Part of a data file:
::::

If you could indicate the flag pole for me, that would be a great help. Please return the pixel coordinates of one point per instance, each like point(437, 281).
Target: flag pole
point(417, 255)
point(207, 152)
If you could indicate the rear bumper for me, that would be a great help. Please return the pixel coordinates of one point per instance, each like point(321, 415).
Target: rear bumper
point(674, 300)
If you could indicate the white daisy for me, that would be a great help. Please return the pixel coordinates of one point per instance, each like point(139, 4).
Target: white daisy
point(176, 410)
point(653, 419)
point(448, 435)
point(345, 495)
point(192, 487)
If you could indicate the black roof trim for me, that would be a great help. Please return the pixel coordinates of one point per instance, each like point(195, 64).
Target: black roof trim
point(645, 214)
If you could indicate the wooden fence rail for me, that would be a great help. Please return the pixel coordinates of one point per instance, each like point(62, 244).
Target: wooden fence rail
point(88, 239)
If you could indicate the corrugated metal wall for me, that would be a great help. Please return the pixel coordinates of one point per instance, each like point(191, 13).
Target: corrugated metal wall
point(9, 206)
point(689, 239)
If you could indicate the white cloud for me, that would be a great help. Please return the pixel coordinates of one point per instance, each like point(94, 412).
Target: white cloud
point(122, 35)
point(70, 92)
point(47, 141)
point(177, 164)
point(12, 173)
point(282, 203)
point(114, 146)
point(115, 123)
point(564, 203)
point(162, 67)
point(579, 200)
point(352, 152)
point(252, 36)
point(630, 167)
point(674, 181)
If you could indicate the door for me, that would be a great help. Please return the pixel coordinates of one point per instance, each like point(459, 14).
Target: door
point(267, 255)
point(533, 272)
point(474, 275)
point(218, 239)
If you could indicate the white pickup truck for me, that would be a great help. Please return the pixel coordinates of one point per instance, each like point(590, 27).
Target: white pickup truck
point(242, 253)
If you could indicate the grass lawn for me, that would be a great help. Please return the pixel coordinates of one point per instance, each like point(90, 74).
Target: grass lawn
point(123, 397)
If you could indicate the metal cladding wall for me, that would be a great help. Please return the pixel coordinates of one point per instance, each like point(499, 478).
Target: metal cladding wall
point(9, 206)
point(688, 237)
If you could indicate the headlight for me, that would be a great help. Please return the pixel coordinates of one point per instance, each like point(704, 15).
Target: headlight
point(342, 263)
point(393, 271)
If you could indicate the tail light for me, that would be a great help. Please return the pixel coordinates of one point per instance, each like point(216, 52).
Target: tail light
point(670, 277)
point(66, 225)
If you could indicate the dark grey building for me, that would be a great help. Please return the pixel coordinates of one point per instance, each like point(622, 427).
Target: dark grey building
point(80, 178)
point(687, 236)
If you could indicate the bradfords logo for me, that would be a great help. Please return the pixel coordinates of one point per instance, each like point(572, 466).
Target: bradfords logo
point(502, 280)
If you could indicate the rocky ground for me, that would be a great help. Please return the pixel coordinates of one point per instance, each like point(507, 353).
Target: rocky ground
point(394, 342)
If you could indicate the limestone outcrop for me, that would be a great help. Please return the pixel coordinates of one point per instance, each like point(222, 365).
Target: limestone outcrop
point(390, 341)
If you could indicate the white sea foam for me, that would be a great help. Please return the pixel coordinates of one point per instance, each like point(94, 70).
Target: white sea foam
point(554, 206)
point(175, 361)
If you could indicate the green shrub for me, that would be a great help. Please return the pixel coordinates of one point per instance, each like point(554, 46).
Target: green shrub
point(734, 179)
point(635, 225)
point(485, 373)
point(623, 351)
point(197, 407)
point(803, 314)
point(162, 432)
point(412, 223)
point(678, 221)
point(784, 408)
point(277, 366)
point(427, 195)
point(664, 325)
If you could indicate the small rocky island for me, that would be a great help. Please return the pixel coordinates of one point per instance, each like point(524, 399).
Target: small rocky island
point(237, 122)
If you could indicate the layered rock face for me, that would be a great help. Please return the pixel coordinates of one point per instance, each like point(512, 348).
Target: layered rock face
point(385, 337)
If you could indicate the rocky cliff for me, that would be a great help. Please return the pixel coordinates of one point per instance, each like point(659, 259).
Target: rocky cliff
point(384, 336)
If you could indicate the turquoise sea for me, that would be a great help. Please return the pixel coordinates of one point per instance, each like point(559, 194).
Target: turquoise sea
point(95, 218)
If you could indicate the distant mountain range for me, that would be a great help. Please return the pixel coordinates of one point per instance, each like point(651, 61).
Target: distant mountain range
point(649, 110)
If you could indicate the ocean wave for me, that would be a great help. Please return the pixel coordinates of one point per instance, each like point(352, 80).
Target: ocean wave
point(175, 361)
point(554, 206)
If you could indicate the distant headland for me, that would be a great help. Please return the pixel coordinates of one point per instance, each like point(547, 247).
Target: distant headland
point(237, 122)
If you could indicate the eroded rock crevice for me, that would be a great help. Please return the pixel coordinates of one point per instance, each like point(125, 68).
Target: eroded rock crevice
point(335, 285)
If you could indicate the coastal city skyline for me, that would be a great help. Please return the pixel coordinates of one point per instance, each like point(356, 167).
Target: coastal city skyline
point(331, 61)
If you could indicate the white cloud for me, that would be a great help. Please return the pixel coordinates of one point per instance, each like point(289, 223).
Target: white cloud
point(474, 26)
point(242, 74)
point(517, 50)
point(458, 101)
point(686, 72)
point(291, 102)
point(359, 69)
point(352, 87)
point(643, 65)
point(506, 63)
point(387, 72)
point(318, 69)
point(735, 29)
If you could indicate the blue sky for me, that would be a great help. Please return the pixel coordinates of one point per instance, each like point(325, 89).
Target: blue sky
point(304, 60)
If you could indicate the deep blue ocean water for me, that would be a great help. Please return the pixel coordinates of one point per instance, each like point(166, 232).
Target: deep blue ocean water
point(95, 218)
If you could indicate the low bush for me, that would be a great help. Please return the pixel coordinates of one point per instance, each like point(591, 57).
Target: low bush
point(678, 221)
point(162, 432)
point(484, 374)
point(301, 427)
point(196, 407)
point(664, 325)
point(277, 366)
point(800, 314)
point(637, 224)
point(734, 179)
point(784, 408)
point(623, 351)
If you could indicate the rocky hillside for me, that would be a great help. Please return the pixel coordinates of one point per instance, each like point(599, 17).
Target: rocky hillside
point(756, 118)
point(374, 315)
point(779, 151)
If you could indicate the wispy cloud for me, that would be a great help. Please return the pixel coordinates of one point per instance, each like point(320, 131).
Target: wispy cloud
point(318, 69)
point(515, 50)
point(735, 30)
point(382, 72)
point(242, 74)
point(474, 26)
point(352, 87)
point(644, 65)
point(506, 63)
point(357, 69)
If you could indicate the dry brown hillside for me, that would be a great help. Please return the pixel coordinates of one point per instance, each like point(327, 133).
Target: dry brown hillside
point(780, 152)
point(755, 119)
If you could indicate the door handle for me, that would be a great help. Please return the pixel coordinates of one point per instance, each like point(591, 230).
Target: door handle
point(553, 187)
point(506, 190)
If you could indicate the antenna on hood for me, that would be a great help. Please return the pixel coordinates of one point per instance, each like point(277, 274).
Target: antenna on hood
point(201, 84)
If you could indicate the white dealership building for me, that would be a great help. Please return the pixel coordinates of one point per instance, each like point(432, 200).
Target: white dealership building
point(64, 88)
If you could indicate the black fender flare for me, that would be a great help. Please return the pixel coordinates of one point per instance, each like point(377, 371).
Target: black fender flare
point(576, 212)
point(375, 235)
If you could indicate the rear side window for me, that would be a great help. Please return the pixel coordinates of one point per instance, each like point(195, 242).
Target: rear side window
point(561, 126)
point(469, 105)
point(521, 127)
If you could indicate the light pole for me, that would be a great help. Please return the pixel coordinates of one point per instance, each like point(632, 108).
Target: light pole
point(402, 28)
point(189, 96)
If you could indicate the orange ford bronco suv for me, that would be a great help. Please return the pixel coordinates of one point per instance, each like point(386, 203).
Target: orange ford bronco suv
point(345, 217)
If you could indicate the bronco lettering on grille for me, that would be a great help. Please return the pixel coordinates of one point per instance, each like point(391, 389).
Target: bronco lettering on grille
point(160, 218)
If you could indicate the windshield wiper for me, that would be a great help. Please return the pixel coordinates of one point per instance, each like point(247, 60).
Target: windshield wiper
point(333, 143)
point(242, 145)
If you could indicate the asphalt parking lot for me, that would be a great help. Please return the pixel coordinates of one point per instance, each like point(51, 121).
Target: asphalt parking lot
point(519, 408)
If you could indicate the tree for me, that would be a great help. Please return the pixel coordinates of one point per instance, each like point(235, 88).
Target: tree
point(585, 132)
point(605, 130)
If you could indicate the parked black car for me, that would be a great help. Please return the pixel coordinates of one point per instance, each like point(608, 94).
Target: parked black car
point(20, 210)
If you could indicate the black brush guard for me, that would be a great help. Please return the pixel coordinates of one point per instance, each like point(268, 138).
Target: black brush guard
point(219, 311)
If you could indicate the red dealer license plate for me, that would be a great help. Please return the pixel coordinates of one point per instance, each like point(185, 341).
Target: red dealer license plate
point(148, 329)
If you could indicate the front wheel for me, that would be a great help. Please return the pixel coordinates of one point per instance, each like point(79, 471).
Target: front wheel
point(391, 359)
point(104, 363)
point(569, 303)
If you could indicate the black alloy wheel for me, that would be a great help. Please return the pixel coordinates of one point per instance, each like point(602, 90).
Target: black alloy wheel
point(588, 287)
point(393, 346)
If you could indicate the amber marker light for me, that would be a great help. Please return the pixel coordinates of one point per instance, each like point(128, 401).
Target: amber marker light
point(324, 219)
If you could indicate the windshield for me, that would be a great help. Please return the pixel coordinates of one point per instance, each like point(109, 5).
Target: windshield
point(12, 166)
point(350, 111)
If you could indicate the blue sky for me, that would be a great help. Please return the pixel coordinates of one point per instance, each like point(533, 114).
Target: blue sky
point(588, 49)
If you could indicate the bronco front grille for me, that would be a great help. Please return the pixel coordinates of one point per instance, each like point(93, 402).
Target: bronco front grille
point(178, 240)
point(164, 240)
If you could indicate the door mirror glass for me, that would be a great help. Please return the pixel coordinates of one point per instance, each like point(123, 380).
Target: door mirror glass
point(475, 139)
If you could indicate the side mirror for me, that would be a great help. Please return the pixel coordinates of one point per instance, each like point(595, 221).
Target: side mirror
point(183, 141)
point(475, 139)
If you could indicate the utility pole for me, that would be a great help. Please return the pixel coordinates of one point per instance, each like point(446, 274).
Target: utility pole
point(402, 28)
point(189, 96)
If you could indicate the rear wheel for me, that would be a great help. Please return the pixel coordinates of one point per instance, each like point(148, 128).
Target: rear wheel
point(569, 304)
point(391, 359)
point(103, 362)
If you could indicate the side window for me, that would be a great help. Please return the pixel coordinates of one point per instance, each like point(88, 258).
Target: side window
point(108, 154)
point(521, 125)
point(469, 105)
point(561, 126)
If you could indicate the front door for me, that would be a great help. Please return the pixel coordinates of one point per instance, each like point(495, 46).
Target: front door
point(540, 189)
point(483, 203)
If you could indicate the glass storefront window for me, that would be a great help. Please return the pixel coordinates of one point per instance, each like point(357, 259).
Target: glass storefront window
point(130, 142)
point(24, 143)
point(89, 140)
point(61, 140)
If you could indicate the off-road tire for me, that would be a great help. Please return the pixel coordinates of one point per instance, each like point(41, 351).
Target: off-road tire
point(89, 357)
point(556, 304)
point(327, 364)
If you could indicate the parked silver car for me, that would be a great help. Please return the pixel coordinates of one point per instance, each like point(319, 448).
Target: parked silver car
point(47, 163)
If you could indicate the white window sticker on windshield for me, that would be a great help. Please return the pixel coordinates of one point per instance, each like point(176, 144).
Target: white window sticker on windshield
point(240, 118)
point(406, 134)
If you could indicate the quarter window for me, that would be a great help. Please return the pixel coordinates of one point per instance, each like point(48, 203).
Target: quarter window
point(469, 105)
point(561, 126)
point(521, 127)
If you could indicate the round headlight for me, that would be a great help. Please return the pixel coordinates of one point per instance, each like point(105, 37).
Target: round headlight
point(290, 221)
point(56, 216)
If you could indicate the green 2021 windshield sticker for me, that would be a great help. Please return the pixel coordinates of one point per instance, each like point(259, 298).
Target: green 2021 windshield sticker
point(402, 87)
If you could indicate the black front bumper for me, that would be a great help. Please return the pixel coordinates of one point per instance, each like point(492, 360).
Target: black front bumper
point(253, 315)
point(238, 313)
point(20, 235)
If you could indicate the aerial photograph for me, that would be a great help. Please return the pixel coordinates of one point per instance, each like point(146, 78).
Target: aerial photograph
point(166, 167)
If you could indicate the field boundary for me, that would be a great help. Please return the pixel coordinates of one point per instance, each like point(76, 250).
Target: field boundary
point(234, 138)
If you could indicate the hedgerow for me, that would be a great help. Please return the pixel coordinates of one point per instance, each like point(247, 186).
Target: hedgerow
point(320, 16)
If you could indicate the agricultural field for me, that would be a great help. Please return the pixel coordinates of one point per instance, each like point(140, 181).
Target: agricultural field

::::

WHAT IS REQUIRED:
From the listing, give as a numbered list the lines between the one containing "If you could indicate the grass" and the one containing "point(394, 342)", inclusive, leaving out any blank lines.

OUTPUT FOR THIS EXERCISE:
1. If you could indicate the grass lawn for me, that would be a great help. Please return the pixel coordinates of one point per instance, each like point(90, 74).
2. Target: grass lawn
3. point(123, 397)
4. If you could indicate the metal cladding wall for me, that would be a great help. Please return the pixel coordinates of one point per instance, each like point(499, 478).
5. Target: metal cladding wall
6. point(9, 206)
7. point(688, 237)
8. If you could indicate the headlight for me, that would be a great help. Please return the pixel coordinates of one point per instance, each like point(704, 15).
9. Target: headlight
10. point(342, 263)
11. point(393, 271)
12. If you could indicate the tail light for me, that would be a great help. Please return the pixel coordinates of one point per instance, each like point(216, 52).
13. Target: tail light
14. point(670, 277)
15. point(66, 225)
16. If you could indicate the dark grey building for me, that would be a great help. Please return the pixel coordinates of one point per instance, each like point(622, 427).
17. Target: dark grey building
18. point(80, 178)
19. point(687, 236)
20. If you could indicate the bradfords logo for me, that would be a great help. Please return the pixel coordinates of one point per instance, each like point(572, 466).
21. Target: bradfords logo
22. point(502, 280)
23. If you could indicate the rocky ground for me, that would be a great help. Please return the pixel coordinates of one point per instance, each like point(507, 353).
24. Target: rocky ground
25. point(394, 342)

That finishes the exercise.